# [WHAT NEEDS TO BE DONE]
Below are records to be reproduced exactly and in full.

# [DATA FOR ANALYSIS]

+===+

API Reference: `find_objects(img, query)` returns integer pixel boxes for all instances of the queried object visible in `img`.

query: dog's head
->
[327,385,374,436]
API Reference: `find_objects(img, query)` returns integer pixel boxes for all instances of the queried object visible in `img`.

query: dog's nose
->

+===+

# [WRITTEN RESPONSE]
API Reference: `find_objects(img, query)` returns integer pixel boxes for all instances of the queried object visible in `img`.

query: dog's head
->
[327,385,374,436]
API Reference: `find_objects(img, query)` returns integer pixel boxes for all instances of the queried object visible in `img`.

query: dog's nose
->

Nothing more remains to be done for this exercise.